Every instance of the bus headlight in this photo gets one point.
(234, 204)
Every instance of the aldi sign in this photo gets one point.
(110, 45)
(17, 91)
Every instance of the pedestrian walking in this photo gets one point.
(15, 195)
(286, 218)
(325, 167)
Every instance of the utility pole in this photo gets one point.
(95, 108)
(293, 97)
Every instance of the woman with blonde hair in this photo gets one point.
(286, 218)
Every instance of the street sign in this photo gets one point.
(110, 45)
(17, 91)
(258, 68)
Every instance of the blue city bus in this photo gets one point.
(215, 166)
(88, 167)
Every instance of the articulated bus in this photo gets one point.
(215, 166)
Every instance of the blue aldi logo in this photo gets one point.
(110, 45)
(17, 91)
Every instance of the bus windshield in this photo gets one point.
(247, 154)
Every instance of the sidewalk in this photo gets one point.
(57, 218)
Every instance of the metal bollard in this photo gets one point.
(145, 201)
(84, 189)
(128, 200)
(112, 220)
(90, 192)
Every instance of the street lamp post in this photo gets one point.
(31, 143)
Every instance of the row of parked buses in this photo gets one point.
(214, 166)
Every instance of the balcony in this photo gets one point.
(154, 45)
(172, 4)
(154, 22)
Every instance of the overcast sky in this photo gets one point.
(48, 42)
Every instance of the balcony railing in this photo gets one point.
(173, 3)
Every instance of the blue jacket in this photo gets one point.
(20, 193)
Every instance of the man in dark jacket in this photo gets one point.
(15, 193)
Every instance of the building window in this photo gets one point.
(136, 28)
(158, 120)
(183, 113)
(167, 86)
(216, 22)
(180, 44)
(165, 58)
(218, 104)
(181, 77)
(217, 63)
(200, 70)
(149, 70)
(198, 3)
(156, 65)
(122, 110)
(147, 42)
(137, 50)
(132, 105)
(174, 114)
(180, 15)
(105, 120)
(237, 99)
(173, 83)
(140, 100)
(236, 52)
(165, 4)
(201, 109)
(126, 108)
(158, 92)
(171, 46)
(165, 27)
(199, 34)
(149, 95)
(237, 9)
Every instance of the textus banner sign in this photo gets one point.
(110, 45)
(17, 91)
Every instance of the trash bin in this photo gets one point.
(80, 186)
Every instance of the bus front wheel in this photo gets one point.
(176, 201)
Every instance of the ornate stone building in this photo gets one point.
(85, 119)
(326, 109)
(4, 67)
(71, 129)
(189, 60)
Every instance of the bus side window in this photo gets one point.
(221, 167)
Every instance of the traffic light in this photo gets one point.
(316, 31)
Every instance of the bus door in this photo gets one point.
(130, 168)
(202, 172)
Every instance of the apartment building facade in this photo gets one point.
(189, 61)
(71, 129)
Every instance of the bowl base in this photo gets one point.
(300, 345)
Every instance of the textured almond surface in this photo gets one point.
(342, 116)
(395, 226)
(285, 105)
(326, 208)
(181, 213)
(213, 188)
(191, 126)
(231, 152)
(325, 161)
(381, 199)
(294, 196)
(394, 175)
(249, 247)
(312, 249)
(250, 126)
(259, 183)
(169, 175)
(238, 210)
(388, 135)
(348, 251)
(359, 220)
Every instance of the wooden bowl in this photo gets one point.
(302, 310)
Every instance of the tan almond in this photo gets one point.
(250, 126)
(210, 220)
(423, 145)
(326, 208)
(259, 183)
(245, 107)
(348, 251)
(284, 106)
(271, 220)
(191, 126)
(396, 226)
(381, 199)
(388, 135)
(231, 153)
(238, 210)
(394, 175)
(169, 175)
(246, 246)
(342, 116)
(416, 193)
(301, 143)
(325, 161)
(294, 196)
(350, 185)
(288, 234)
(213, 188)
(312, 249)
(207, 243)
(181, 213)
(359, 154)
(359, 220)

Task instructions » Nothing may be left out: return each entry exactly as it reads.

The completed task »
Every instance of the bus headlight in this photo gets one point.
(234, 204)
Every instance of the aldi sign in this photo gets one point.
(110, 45)
(17, 91)
Every instance of the pedestrian walking in this photo gets one point.
(15, 195)
(286, 218)
(325, 167)
Every instance of the utility pole in this photo gets one point.
(95, 108)
(293, 97)
Every instance of the woman with blonde hair in this photo gets one point.
(286, 218)
Every instance of the street sign in this photo gets one point.
(110, 45)
(17, 91)
(258, 68)
Every instance of the blue city bus in this photo gets one point.
(215, 166)
(88, 167)
Every instance of the articulated bus in this photo gets one point.
(215, 166)
Every instance of the blue aldi logo in this photo gets one point.
(110, 45)
(17, 91)
Every instance of the bus windshield in this photo gets one point.
(247, 154)
Every instance of the sidewalk in this photo gets one point.
(57, 218)
Every instance of the metal bollard in this photo gets one point.
(145, 201)
(84, 189)
(128, 200)
(112, 220)
(90, 192)
Every instance of the street lamp post in this photo gets one point.
(31, 143)
Every instance of the row of parked buses in this photo gets one point.
(214, 166)
Every instance of the balcony in this photo gets one point.
(154, 45)
(172, 4)
(154, 22)
Every instance of the overcast sky in this photo gets one point.
(48, 42)
Every instance of the balcony railing in this photo gets one point.
(173, 3)
Every instance of the blue jacket in this photo gets one point.
(20, 193)
Every instance of the man in dark jacket in this photo gets one point.
(15, 193)
Every instance of the building window in this photo gets one point.
(136, 28)
(158, 120)
(183, 113)
(167, 86)
(216, 22)
(180, 44)
(165, 58)
(218, 104)
(181, 77)
(217, 63)
(200, 70)
(149, 70)
(198, 3)
(156, 65)
(122, 110)
(147, 42)
(137, 50)
(132, 105)
(174, 114)
(180, 15)
(105, 120)
(237, 99)
(173, 83)
(140, 100)
(236, 52)
(165, 4)
(201, 109)
(126, 108)
(158, 92)
(171, 46)
(165, 27)
(199, 34)
(149, 95)
(237, 9)
Every instance of the textus banner sign in this photo gets one point.
(110, 45)
(17, 91)
Every instance of the trash bin in this photo gets one point.
(80, 186)
Every instance of the bus front wheel in this photo gets one point.
(176, 201)
Every instance of the ornate stone building in this photo gets one point.
(85, 119)
(326, 109)
(4, 67)
(71, 129)
(189, 60)
Every instance of the bus side window in this photo gets one point.
(221, 167)
Every instance of the traffic light in this photo gets one point.
(316, 31)
Every instance of the bus door in this photo gets one point.
(130, 168)
(202, 172)
Every instance of the apartment building facade in this photo gets one point.
(189, 61)
(71, 129)
Every instance of the bowl base in this photo gets one point.
(300, 345)
Every instance of the textured almond surface in this photo gets one point.
(342, 116)
(395, 226)
(285, 105)
(326, 208)
(181, 213)
(213, 188)
(191, 126)
(231, 152)
(325, 161)
(381, 199)
(294, 196)
(394, 175)
(249, 247)
(312, 249)
(250, 126)
(259, 183)
(169, 175)
(238, 210)
(388, 135)
(348, 251)
(359, 220)
Every instance of the wooden bowl in this photo gets one point.
(302, 310)
Every instance of the tan almond in this photo gets one point.
(250, 126)
(210, 220)
(423, 145)
(326, 208)
(259, 183)
(245, 107)
(348, 251)
(284, 106)
(271, 220)
(191, 126)
(396, 226)
(381, 199)
(388, 135)
(231, 153)
(238, 210)
(394, 175)
(169, 175)
(246, 246)
(342, 116)
(416, 193)
(301, 143)
(325, 161)
(294, 196)
(350, 185)
(288, 234)
(213, 188)
(312, 249)
(207, 243)
(181, 213)
(359, 154)
(359, 220)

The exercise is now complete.